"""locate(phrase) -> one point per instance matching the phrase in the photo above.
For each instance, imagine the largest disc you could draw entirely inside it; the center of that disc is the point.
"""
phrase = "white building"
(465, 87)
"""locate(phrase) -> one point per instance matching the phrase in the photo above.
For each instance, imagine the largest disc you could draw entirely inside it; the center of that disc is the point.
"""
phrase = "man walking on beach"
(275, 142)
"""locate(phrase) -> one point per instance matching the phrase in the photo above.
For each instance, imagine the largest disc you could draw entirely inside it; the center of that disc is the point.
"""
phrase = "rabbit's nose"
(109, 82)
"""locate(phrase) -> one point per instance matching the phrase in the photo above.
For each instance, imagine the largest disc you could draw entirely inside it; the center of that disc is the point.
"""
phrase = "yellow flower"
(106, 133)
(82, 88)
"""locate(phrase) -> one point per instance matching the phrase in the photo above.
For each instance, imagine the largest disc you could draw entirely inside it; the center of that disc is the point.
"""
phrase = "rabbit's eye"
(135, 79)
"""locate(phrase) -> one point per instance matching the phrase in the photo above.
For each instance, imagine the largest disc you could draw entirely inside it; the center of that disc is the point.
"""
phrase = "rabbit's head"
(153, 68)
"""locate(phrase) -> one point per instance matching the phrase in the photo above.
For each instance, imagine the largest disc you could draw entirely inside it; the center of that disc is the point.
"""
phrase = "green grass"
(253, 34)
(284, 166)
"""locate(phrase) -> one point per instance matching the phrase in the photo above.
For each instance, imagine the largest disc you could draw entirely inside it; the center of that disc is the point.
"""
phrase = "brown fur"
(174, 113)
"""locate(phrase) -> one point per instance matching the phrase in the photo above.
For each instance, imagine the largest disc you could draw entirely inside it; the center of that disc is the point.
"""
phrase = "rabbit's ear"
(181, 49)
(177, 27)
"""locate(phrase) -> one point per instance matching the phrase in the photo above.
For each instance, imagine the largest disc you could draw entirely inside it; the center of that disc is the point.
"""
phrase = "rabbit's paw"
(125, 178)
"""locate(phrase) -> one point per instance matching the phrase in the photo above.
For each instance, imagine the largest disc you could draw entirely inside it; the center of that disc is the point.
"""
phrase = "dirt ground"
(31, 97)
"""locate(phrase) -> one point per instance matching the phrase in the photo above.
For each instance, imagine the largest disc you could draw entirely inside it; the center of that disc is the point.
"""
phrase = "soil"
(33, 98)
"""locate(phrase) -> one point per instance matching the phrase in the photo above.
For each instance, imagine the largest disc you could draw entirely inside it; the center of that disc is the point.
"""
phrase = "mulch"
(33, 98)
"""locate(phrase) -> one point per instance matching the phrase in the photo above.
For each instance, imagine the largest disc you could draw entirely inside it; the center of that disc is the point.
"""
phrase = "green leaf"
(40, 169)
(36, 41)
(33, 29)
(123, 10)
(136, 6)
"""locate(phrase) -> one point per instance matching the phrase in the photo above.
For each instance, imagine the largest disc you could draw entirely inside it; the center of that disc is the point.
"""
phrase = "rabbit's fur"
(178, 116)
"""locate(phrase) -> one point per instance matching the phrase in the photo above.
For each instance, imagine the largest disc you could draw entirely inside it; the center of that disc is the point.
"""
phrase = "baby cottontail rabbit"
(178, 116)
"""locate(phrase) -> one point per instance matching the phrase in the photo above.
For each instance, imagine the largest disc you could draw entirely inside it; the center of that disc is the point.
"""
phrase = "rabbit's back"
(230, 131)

### What is required
Make an exact copy of every record in the listing.

### Solution
"""locate(phrase) -> one point per instance matching the phrase in the photo above.
For each instance, imagine the largest disc you could draw entirely inside it; the center of that disc is the point.
"""
phrase = "white building"
(465, 87)
"""locate(phrase) -> one point per instance matching the phrase in the photo above.
For each instance, imagine the largest disc you could draw entirely inside it; the center of that disc is the point.
"""
phrase = "man walking on beach"
(275, 142)
"""locate(phrase) -> one point per instance matching the phrase in the photo above.
For each instance, imagine the largest disc you could draw entirely inside it; the center of that disc is the point.
"""
phrase = "rabbit's nose"
(109, 82)
"""locate(phrase) -> one point per instance matching the phrase in the photo above.
For each instance, imagine the largest disc you could draw entirely inside it; the center of that disc is the point.
"""
phrase = "yellow flower"
(106, 133)
(82, 88)
"""locate(phrase) -> one point per instance matching the phrase in the photo above.
For each instance, imagine the largest disc you could draw entirely inside it; the center of that disc is the point.
"""
phrase = "rabbit's eye"
(135, 79)
"""locate(phrase) -> one point per instance matching the phrase in the photo above.
For each instance, imagine the largest disc you could draw entirely inside it; the center of that disc is the point.
"""
phrase = "rabbit's head"
(153, 68)
"""locate(phrase) -> one point per instance matching the phrase in the photo above.
For each instance, imagine the largest disc you could draw entirely inside it; the center of that disc is the point.
"""
phrase = "green grass"
(253, 34)
(284, 166)
"""locate(phrase) -> one point per instance matching the phrase in the photo above.
For each instance, imagine the largest disc you could draw entirely inside it; the center of that disc is the point.
"""
phrase = "brown fur"
(174, 113)
"""locate(phrase) -> one point per instance matching the phrase in the photo above.
For each instance, imagine the largest disc you could draw entirely inside it; the center of that disc is the point.
"""
phrase = "rabbit's ear"
(181, 49)
(177, 27)
"""locate(phrase) -> one point per instance matching the phrase in the photo above.
For each instance, imagine the largest disc you could draw entirely inside it; the center of that disc is the point.
"""
phrase = "rabbit's paw"
(125, 178)
"""locate(phrase) -> one point per instance matching the phrase in the photo above.
For each instance, imagine the largest disc you could draw entirely inside it; the center of that disc is the point.
"""
phrase = "dirt ground"
(31, 97)
"""locate(phrase) -> one point per instance matching the phrase in the photo above.
For each instance, imagine the largest disc you could draw entirely inside it; the center of that disc is the point.
"""
phrase = "soil"
(33, 98)
"""locate(phrase) -> one point per instance matching the phrase in the photo above.
For each instance, imagine the largest disc you could draw entirely inside it; the center of that disc is the point.
"""
phrase = "mulch"
(33, 98)
"""locate(phrase) -> one point per instance matching the phrase in the photo above.
For each instance, imagine the largest disc you could draw entirely inside it; the center of that disc is the point.
"""
phrase = "green leaf"
(40, 169)
(36, 41)
(33, 29)
(123, 10)
(136, 6)
"""locate(phrase) -> one point per instance matching the phrase in the photo above.
For each instance, imagine the largest disc you could draw entirely inside it; the center of that disc is the point.
"""
phrase = "rabbit's fur"
(178, 116)
"""locate(phrase) -> one point per instance matching the phrase in the photo above.
For each instance, imagine the largest disc you could draw entirely inside it; the center of that disc is the point.
"""
phrase = "baby cottontail rabbit"
(178, 116)
"""locate(phrase) -> one point per instance matching the phrase in the photo above.
For each instance, imagine the largest disc you could draw entirely inside it; the center of that disc is the point.
"""
phrase = "rabbit's back"
(230, 131)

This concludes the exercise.